begin Material supplied
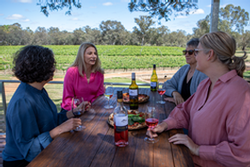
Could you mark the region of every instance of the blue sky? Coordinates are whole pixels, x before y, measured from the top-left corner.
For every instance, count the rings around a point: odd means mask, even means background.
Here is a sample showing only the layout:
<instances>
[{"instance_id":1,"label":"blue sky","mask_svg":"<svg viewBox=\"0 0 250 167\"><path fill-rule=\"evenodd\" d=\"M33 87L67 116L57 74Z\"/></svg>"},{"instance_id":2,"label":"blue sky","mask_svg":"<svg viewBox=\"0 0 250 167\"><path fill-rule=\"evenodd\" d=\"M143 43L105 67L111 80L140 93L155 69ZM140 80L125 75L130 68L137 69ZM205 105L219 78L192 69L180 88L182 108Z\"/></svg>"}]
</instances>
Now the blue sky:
end Material supplied
__Exercise prompt__. Print all of the data above again, line for line and without changing anything, but leave out the pictures.

__Complete response__.
Could you mark the region of every instance of the blue sky? Coordinates are whole pixels, x before y, measured from the top-left corner.
For every instance, count the rings around a point: odd means mask, even means background.
Here is a sample showing only the layout:
<instances>
[{"instance_id":1,"label":"blue sky","mask_svg":"<svg viewBox=\"0 0 250 167\"><path fill-rule=\"evenodd\" d=\"M33 87L67 116L57 74Z\"/></svg>"},{"instance_id":2,"label":"blue sky","mask_svg":"<svg viewBox=\"0 0 250 167\"><path fill-rule=\"evenodd\" d=\"M143 43L105 67L111 80L140 93L155 69ZM140 80L125 75L130 68L137 69ZM205 105L219 78L192 69L180 88L182 108Z\"/></svg>"}]
</instances>
Now the blue sky:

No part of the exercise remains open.